%%

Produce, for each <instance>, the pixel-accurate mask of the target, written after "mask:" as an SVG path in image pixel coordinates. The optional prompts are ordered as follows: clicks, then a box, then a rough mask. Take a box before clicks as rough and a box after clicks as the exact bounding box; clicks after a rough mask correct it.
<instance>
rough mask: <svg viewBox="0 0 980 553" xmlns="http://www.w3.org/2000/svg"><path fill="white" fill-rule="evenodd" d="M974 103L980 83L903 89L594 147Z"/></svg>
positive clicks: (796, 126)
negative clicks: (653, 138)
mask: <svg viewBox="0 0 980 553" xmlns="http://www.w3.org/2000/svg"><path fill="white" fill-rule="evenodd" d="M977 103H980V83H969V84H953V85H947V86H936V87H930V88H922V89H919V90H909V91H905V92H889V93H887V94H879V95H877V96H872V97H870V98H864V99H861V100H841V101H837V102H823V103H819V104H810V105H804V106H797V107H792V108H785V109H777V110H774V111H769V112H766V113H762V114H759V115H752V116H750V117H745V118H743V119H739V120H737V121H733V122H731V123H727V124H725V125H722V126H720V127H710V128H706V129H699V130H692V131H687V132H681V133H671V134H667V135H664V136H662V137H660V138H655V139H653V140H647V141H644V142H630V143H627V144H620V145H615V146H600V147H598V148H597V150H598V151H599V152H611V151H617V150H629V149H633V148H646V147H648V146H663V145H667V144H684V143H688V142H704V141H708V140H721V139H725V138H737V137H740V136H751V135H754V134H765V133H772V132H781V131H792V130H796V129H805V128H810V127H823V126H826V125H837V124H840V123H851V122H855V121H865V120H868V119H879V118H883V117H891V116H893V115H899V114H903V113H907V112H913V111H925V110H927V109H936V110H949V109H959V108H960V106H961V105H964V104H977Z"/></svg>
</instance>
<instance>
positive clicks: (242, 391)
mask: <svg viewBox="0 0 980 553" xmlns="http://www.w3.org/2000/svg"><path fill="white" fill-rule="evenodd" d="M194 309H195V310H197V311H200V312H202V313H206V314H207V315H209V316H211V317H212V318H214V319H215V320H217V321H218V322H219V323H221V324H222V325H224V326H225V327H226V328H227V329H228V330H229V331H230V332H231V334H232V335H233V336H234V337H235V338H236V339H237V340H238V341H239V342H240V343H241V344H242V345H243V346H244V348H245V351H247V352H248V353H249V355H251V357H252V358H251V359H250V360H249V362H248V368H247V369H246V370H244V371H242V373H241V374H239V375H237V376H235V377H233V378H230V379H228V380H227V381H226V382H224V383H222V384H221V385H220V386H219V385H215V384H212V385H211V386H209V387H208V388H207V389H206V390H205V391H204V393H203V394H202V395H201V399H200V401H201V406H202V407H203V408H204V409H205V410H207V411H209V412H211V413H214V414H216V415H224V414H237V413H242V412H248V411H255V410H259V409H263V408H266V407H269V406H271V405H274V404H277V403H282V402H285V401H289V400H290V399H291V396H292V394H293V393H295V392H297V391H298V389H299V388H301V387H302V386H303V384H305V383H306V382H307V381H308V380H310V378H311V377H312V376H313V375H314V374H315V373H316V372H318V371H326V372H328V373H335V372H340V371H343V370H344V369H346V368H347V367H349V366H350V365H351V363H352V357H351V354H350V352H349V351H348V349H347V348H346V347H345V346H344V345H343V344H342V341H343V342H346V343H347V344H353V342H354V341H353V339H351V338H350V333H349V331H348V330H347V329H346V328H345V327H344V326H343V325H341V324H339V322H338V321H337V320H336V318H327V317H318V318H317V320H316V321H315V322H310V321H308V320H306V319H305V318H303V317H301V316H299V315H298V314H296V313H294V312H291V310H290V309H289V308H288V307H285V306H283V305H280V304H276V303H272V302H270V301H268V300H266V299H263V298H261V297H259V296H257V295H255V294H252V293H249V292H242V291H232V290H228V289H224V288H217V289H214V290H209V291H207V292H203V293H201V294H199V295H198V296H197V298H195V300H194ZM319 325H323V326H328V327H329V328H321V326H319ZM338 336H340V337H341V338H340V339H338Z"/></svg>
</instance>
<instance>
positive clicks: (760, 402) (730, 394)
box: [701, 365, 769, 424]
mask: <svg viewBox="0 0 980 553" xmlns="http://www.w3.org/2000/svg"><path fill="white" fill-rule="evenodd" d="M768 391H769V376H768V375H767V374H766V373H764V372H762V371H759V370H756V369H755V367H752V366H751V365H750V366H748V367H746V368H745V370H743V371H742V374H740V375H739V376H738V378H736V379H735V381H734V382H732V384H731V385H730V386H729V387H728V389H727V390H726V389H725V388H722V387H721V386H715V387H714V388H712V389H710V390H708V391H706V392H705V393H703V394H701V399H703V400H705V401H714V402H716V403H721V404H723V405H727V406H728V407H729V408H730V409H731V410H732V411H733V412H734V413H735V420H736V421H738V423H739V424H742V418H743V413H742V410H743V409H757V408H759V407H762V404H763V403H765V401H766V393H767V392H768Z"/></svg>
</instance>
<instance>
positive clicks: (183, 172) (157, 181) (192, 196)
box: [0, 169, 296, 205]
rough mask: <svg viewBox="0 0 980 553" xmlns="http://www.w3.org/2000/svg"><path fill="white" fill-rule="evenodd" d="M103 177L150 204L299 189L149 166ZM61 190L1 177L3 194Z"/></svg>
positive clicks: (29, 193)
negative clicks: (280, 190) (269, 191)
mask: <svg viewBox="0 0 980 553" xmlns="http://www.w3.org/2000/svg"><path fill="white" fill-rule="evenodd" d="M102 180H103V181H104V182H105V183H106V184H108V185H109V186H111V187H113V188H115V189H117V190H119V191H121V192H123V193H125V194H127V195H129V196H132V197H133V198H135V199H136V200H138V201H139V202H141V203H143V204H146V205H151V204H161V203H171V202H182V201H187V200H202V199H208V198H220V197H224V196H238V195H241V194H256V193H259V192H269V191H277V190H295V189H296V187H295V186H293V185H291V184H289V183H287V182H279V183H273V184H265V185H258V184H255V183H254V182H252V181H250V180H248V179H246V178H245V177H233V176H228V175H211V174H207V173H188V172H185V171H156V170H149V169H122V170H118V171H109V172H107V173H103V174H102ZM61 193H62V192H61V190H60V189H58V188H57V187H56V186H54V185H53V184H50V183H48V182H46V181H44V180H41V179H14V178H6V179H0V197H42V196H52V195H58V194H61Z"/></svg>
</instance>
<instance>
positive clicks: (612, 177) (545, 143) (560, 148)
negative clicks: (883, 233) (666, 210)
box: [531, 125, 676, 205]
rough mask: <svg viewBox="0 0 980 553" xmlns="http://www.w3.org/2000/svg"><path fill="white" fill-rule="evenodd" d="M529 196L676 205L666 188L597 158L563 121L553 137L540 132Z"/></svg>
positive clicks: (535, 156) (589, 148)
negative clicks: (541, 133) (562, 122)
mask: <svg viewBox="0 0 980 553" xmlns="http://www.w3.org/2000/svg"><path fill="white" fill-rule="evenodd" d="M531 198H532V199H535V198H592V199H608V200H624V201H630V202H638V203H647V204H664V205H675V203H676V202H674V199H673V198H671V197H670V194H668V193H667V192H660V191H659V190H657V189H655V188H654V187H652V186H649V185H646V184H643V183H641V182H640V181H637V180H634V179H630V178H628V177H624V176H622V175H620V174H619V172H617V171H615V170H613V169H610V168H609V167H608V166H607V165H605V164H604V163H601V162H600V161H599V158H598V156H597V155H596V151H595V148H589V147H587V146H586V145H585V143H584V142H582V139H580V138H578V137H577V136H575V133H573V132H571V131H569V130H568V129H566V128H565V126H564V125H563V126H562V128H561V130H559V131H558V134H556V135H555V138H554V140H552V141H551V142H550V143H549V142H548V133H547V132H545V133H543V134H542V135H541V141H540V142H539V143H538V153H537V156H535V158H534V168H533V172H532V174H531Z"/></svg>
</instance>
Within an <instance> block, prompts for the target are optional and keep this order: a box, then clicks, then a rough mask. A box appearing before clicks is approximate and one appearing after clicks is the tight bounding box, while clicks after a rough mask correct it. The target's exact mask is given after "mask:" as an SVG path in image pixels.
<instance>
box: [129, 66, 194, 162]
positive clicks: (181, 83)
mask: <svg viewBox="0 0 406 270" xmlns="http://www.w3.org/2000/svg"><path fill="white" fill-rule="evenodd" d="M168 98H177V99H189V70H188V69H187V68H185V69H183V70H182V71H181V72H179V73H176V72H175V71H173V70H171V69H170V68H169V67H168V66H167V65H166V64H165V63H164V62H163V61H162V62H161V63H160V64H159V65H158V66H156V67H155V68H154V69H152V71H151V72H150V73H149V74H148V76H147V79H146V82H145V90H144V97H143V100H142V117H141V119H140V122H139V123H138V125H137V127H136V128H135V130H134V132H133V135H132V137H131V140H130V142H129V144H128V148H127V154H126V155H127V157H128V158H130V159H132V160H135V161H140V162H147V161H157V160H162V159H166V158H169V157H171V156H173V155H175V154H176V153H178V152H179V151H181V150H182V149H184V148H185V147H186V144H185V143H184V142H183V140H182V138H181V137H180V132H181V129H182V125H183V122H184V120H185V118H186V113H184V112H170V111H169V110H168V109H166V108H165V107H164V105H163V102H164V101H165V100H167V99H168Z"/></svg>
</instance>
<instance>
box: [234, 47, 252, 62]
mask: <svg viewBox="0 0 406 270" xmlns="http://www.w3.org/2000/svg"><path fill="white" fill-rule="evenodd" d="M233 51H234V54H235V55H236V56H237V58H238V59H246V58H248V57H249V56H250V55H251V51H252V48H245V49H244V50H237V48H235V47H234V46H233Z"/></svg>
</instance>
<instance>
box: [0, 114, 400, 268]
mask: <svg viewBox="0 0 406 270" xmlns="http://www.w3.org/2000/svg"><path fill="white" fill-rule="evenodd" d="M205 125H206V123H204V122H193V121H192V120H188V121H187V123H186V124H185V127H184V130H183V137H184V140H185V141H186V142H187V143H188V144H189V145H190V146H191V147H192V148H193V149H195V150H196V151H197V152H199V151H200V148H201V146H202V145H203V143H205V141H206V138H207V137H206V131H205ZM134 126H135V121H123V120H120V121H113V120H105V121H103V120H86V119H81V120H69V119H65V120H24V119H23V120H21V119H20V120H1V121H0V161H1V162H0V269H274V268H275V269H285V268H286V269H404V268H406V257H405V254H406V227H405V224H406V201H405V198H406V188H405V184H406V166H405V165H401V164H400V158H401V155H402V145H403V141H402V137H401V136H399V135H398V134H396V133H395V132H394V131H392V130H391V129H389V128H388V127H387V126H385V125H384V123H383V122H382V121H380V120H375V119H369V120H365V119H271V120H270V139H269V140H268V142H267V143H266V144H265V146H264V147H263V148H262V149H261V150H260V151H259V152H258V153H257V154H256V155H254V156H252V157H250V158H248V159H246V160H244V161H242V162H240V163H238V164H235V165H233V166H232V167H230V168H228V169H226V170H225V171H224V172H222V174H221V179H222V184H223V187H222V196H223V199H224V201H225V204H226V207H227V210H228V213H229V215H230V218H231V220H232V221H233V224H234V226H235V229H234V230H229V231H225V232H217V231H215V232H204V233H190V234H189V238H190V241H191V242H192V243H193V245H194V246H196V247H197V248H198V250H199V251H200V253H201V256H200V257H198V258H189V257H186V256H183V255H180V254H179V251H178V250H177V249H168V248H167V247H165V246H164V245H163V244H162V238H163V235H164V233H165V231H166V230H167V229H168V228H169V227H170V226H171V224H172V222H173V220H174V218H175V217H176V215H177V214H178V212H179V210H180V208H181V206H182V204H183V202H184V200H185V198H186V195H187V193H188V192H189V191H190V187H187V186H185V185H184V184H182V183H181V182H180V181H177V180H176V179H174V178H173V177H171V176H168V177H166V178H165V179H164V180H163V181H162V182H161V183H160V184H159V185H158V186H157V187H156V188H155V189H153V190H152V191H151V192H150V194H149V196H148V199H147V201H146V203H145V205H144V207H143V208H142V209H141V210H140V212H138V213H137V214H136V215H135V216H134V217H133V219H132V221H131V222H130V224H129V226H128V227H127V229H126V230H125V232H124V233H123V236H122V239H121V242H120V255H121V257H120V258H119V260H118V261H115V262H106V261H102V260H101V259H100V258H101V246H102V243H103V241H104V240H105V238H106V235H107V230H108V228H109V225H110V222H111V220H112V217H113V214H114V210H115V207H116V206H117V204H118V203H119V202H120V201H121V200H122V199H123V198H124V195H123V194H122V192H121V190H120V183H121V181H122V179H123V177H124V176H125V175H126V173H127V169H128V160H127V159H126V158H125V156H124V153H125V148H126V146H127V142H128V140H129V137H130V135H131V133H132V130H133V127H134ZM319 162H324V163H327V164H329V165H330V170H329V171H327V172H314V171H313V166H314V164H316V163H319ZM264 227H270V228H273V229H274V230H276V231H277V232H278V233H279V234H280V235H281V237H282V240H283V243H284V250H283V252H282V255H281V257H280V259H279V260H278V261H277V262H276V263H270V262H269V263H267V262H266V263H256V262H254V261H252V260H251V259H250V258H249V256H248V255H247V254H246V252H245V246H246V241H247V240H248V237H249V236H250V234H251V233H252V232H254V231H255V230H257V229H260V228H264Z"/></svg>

%%

**Try it:** Work out how many lines of the preceding data contain the word "rough". Reply with that number only.

**Your solution:** 5